### [What is expected]
Copy out every line of the data below, replacing "marker" with "dot" wherever it occurs and leaving all else unchanged. Omit the pictures.

+++ Exercise data

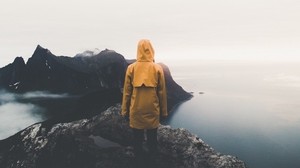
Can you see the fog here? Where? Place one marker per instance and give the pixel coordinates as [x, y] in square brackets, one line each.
[16, 114]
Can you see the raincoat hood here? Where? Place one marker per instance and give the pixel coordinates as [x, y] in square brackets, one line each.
[145, 51]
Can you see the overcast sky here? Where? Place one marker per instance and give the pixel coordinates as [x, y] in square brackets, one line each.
[204, 29]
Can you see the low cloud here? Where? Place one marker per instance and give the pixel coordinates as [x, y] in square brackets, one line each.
[16, 115]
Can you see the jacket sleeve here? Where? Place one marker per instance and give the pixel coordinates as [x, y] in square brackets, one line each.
[162, 94]
[127, 91]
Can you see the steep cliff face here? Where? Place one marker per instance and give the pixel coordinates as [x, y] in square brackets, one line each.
[104, 141]
[80, 75]
[12, 74]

++++++

### [Task answer]
Can you see the fog here? Where? Place one dot per instance and give the pixel coordinates as [x, y] in square brackets, one line each.
[16, 114]
Can you see the raincoat hood here? Where? Place one dot per instance and give the pixel coordinates as [x, y] in square brackets, one line each.
[145, 51]
Can you see the overcast sky here? Where? Place one dot per instance and give the pixel coordinates as [x, y] in square brackets, one line each.
[204, 29]
Can you see the low cloud here? Where? Place one dot per instance and give the pixel coordinates as [x, y] in square brackets, one line each.
[16, 115]
Can you see the jacket sleeve here? Where? Place one dot per instance and give the pixel coordinates as [x, y] in square brackets, one line each.
[162, 94]
[127, 91]
Can you see the steep cliff face here? Where? Place one dot per instance and give the pixel coordinates as [x, y] in square brackets, one line each.
[104, 141]
[80, 75]
[12, 74]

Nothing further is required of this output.